◆ **What to work on**
Please copy out each line of the listing that contains the word "below".

-*-

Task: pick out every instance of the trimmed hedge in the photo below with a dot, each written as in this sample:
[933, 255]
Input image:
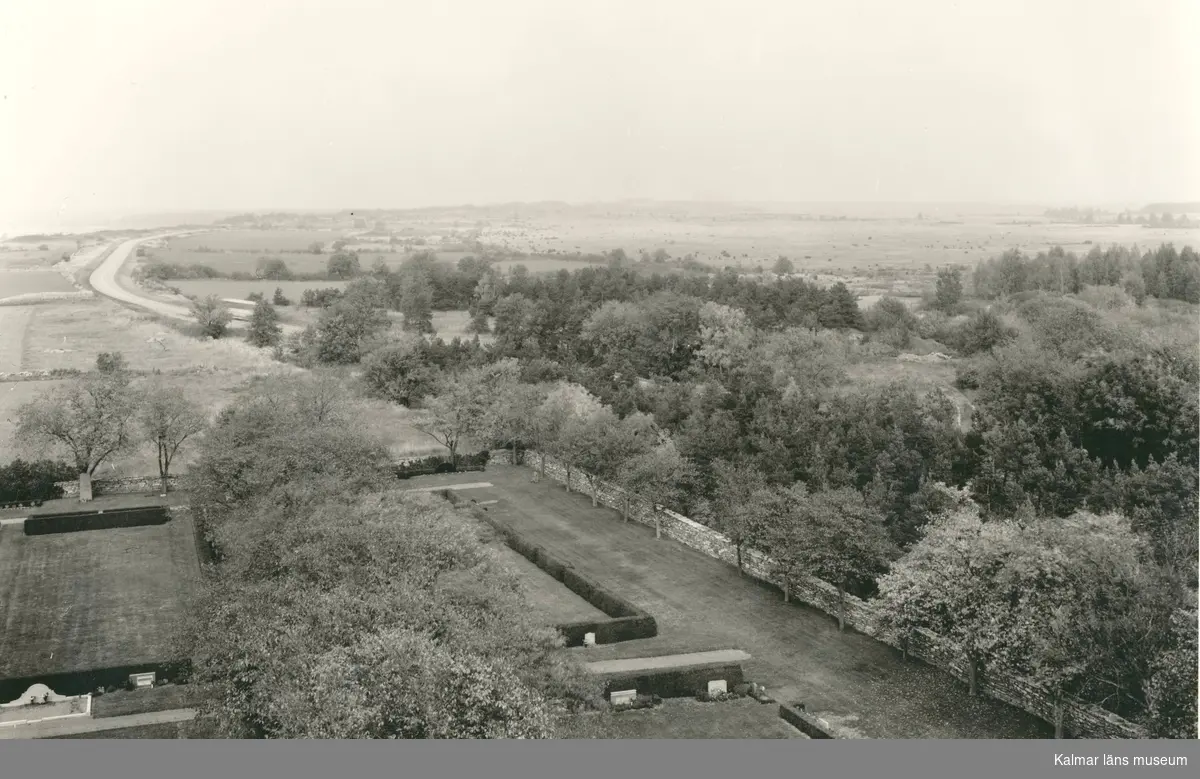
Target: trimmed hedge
[82, 682]
[809, 725]
[77, 521]
[628, 621]
[437, 463]
[687, 682]
[31, 481]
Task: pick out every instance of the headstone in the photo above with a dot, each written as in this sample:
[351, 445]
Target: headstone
[619, 697]
[141, 679]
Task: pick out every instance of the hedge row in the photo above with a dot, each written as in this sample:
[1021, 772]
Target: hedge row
[83, 682]
[77, 521]
[430, 466]
[30, 483]
[628, 622]
[688, 682]
[805, 723]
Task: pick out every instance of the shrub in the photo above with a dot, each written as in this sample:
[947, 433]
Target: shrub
[34, 480]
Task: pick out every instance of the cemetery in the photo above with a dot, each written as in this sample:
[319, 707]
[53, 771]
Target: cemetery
[90, 599]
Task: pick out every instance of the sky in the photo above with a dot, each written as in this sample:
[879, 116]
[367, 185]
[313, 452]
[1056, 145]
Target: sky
[129, 106]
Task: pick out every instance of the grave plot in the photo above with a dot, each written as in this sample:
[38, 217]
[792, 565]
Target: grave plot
[87, 609]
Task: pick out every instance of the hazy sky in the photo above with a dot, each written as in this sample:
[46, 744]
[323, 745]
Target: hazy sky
[264, 103]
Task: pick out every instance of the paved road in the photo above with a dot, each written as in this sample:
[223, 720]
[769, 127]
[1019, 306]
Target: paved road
[90, 725]
[113, 280]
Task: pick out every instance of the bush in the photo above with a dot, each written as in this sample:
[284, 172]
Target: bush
[31, 481]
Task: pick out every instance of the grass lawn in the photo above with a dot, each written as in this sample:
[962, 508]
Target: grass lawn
[159, 730]
[703, 604]
[157, 699]
[685, 718]
[29, 281]
[94, 599]
[545, 594]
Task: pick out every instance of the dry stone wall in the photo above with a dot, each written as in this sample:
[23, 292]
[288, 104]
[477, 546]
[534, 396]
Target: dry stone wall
[1080, 719]
[118, 486]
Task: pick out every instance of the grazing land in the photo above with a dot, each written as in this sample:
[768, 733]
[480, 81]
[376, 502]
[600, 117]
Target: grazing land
[33, 281]
[94, 599]
[702, 604]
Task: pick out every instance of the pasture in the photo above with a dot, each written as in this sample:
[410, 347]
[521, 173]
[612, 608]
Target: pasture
[33, 281]
[257, 240]
[703, 604]
[955, 235]
[94, 599]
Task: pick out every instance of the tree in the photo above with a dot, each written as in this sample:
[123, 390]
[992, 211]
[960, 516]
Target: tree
[834, 535]
[948, 293]
[346, 329]
[111, 363]
[273, 268]
[264, 325]
[599, 444]
[660, 473]
[343, 265]
[400, 371]
[465, 402]
[213, 316]
[167, 419]
[564, 401]
[738, 508]
[417, 299]
[90, 419]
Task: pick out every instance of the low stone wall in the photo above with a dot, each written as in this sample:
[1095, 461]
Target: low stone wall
[119, 486]
[1080, 719]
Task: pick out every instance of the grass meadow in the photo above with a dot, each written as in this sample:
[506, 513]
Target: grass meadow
[73, 601]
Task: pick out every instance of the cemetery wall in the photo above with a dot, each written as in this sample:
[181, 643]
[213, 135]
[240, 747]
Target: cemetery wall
[1080, 719]
[119, 486]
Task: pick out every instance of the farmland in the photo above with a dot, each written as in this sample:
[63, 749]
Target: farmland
[75, 601]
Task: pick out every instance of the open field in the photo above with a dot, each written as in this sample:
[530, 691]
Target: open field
[240, 289]
[257, 240]
[545, 594]
[94, 599]
[702, 604]
[71, 335]
[30, 281]
[684, 718]
[22, 256]
[954, 235]
[13, 323]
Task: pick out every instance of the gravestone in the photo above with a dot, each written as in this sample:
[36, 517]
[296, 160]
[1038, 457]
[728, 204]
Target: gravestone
[619, 697]
[138, 681]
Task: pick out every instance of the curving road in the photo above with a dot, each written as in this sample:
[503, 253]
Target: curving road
[113, 281]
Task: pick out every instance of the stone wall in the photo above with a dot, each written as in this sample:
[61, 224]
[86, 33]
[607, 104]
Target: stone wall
[1080, 719]
[118, 486]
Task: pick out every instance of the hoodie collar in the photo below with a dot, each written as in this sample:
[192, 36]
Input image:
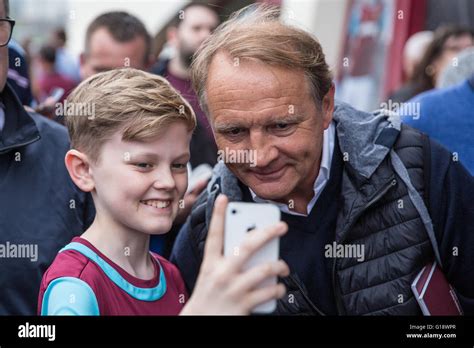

-*-

◆ **Answer box**
Task: pick out every instance of the trimmed hedge in the photo below with a dot, each written as in this sample:
Task: pick out every instance of the hoodie collar in the photo below with a dot, each written as in this sample:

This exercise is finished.